--- Start DATA SHOWN ---

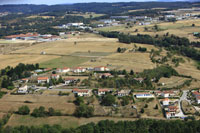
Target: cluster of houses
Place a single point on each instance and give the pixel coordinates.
(196, 95)
(81, 69)
(74, 25)
(33, 36)
(170, 107)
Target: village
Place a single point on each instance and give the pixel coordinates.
(70, 81)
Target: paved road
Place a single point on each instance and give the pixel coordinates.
(183, 97)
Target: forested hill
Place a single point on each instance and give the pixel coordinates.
(107, 8)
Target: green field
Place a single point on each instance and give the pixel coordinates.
(64, 61)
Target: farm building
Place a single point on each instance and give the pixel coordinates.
(144, 95)
(43, 80)
(82, 92)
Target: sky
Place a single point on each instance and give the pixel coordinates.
(52, 2)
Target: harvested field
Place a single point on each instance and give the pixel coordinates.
(13, 102)
(64, 121)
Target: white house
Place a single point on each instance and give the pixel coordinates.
(102, 91)
(55, 76)
(25, 80)
(63, 70)
(23, 89)
(144, 95)
(79, 70)
(43, 80)
(82, 92)
(123, 93)
(165, 102)
(101, 68)
(69, 80)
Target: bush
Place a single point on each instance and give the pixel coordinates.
(23, 110)
(84, 111)
(39, 112)
(108, 100)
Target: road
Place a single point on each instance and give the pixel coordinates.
(183, 97)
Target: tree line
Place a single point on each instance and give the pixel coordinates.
(107, 126)
(180, 45)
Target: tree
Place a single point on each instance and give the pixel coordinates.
(156, 107)
(39, 112)
(142, 111)
(79, 100)
(23, 110)
(119, 50)
(108, 100)
(125, 101)
(131, 72)
(84, 111)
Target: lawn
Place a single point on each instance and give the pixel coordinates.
(64, 61)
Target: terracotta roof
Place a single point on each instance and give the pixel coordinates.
(69, 79)
(196, 93)
(23, 35)
(172, 108)
(103, 90)
(25, 79)
(166, 99)
(43, 78)
(80, 90)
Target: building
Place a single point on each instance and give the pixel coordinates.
(122, 93)
(23, 89)
(69, 80)
(197, 96)
(101, 68)
(43, 80)
(82, 92)
(139, 79)
(144, 95)
(25, 80)
(79, 70)
(102, 91)
(167, 94)
(165, 102)
(63, 70)
(105, 75)
(55, 76)
(28, 36)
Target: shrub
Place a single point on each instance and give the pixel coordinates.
(23, 110)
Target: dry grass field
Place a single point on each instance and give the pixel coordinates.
(88, 46)
(64, 121)
(181, 28)
(13, 102)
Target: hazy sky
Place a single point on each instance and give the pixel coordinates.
(50, 2)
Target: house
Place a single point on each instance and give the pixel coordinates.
(122, 93)
(23, 89)
(28, 36)
(43, 80)
(105, 75)
(139, 79)
(82, 92)
(101, 68)
(25, 80)
(55, 76)
(69, 80)
(197, 96)
(165, 102)
(102, 91)
(168, 94)
(144, 95)
(79, 70)
(63, 70)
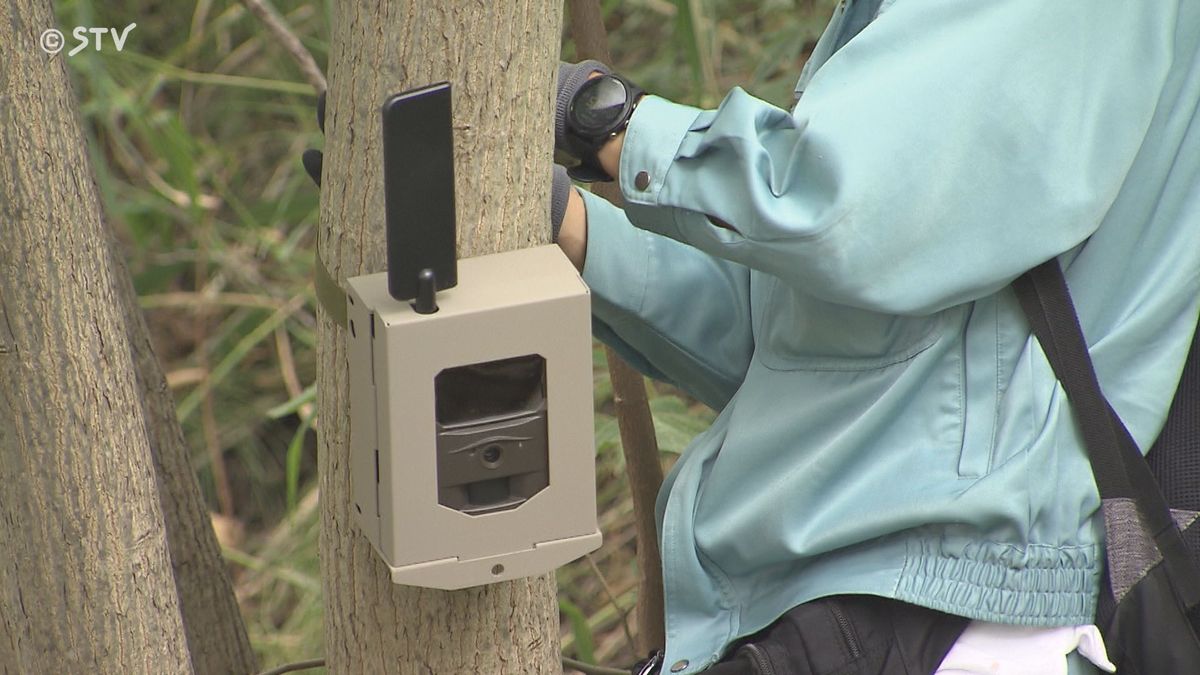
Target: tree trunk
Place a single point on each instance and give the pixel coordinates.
(99, 505)
(637, 440)
(501, 60)
(216, 634)
(87, 581)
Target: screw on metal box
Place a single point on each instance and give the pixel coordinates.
(471, 384)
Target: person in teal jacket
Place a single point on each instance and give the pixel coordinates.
(834, 280)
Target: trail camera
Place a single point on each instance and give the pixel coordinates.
(471, 384)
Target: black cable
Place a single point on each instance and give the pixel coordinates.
(294, 667)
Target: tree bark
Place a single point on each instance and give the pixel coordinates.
(501, 59)
(87, 583)
(216, 634)
(114, 563)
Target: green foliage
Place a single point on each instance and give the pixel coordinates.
(195, 132)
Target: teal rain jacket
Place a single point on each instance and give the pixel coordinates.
(887, 424)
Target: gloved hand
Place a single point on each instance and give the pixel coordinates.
(569, 151)
(559, 189)
(315, 159)
(559, 192)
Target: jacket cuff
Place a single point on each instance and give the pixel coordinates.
(652, 144)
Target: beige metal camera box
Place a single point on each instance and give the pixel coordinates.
(472, 428)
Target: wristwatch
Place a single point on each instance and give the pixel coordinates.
(600, 109)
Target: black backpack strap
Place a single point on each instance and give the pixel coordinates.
(1119, 467)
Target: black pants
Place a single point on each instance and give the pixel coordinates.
(846, 635)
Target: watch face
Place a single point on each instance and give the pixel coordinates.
(599, 105)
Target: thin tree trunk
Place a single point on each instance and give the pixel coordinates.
(637, 438)
(501, 59)
(85, 584)
(213, 622)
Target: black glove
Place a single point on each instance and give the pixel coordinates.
(570, 78)
(577, 157)
(313, 159)
(559, 192)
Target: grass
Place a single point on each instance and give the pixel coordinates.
(195, 132)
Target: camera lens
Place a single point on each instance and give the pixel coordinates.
(491, 455)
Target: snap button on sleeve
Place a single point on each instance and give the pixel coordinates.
(642, 180)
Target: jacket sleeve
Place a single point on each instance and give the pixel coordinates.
(939, 154)
(672, 311)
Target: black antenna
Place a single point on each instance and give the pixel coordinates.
(418, 171)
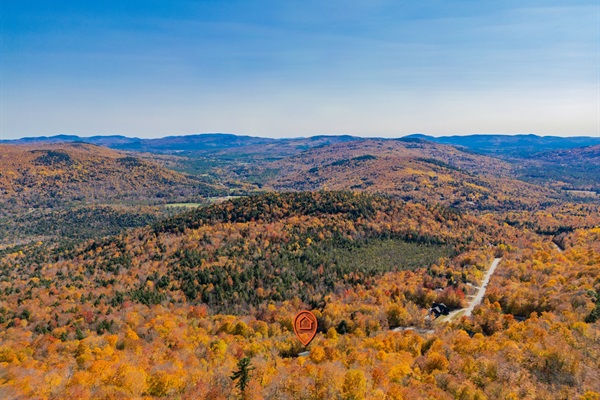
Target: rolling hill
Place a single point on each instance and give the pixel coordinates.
(412, 169)
(52, 175)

--- End DATA SHOWN ---

## WRITTEN EXERCISE:
Retype the rows from the line containing "Target: black glove" through the end of the rows, and leave the pictures out of your answer.

## PROBLEM SOLUTION:
Target: black glove
Place a single point on each instance and give the pixel coordinates.
(570, 78)
(577, 157)
(313, 159)
(559, 192)
Target: grass
Place a single point on each instance and give the pixel coordinates.
(195, 132)
Target: camera lens
Place a single point on each instance and give the pixel coordinates.
(491, 455)
Target: snap button on sleeve
Place a single point on each instance and give the pixel coordinates.
(642, 180)
Target: jacket sleeve
Place a single point on each instance and give the pixel coordinates.
(939, 154)
(672, 311)
Target: black antenna
Place a single point on each instance and give the pixel coordinates.
(418, 171)
Target: rolling hill
Place a single point on each instance and give the pixel coordinates.
(412, 169)
(52, 175)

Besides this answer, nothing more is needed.